Written instruction: Locate each line in the rows below that contains the word "tree", and copy those lines.

Supplied records:
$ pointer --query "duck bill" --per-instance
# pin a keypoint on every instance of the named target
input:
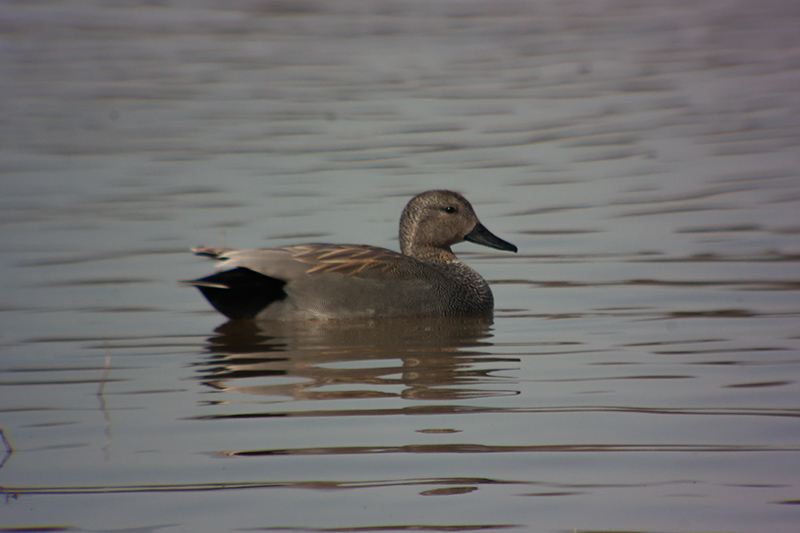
(481, 235)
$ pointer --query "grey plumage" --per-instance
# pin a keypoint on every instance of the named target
(324, 281)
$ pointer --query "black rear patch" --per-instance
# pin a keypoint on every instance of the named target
(241, 293)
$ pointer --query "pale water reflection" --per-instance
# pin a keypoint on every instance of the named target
(642, 369)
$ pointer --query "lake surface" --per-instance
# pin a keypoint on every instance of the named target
(642, 369)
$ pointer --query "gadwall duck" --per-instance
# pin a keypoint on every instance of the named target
(335, 281)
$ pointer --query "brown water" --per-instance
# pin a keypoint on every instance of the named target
(641, 372)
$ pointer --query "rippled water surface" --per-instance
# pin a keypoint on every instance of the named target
(640, 373)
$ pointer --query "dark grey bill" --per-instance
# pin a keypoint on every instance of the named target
(481, 235)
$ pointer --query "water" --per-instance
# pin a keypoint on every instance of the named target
(641, 371)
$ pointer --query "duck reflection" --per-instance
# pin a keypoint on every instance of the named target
(412, 358)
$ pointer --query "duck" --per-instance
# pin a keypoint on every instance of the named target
(320, 281)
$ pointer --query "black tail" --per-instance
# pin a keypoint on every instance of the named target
(240, 293)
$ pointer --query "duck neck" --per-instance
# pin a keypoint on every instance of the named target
(430, 254)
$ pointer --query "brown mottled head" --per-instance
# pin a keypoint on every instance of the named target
(435, 220)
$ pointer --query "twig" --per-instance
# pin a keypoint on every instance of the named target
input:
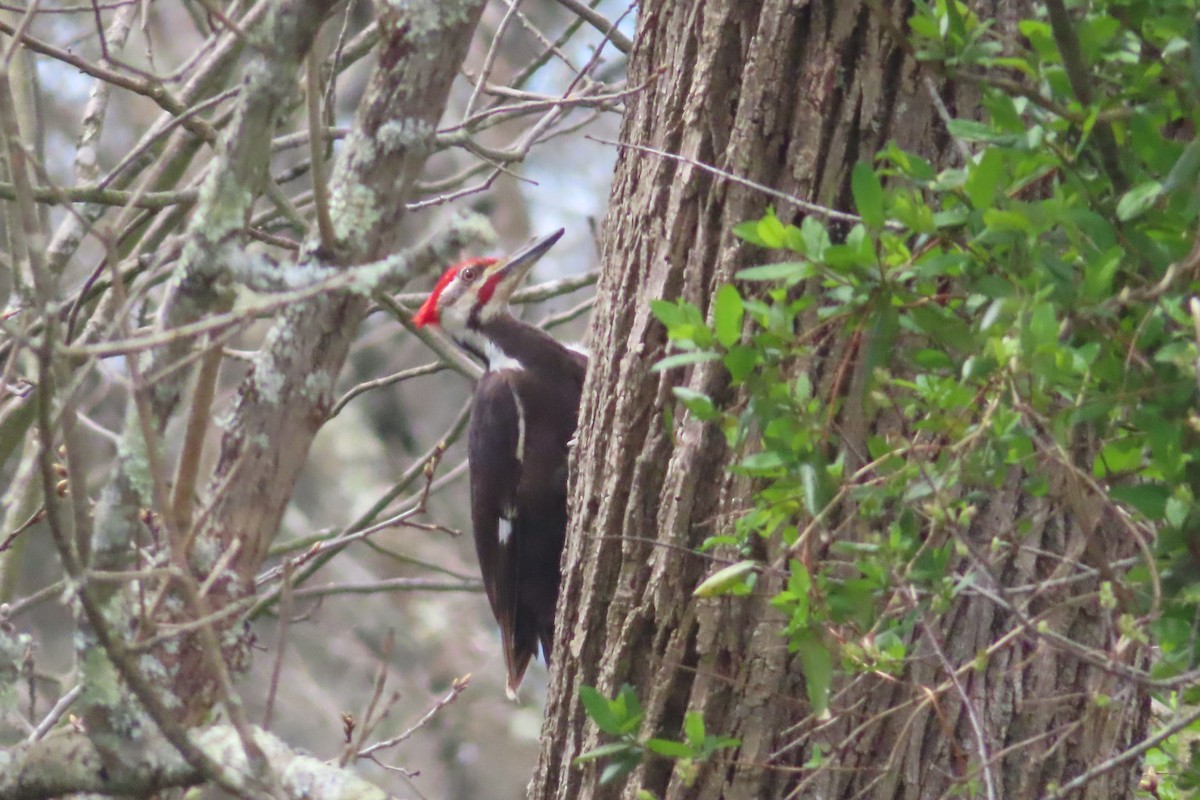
(457, 687)
(598, 20)
(281, 643)
(317, 152)
(55, 714)
(811, 208)
(379, 383)
(989, 780)
(389, 584)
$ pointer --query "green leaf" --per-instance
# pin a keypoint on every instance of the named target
(771, 230)
(971, 131)
(619, 768)
(670, 749)
(1138, 200)
(781, 271)
(684, 359)
(669, 313)
(816, 663)
(816, 238)
(816, 489)
(749, 232)
(984, 179)
(725, 579)
(868, 194)
(727, 314)
(600, 710)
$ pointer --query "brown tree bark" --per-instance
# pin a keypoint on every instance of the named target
(790, 95)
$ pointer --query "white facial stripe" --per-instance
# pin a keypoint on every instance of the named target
(498, 359)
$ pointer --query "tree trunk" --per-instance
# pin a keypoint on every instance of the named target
(790, 95)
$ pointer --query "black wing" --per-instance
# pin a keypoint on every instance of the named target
(496, 431)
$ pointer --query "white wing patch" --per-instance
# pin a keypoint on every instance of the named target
(516, 398)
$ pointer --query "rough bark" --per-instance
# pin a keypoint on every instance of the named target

Exercise answer:
$ pointer --query "brown tree bark" --per-instance
$ pointer --query "tree trunk" --per-instance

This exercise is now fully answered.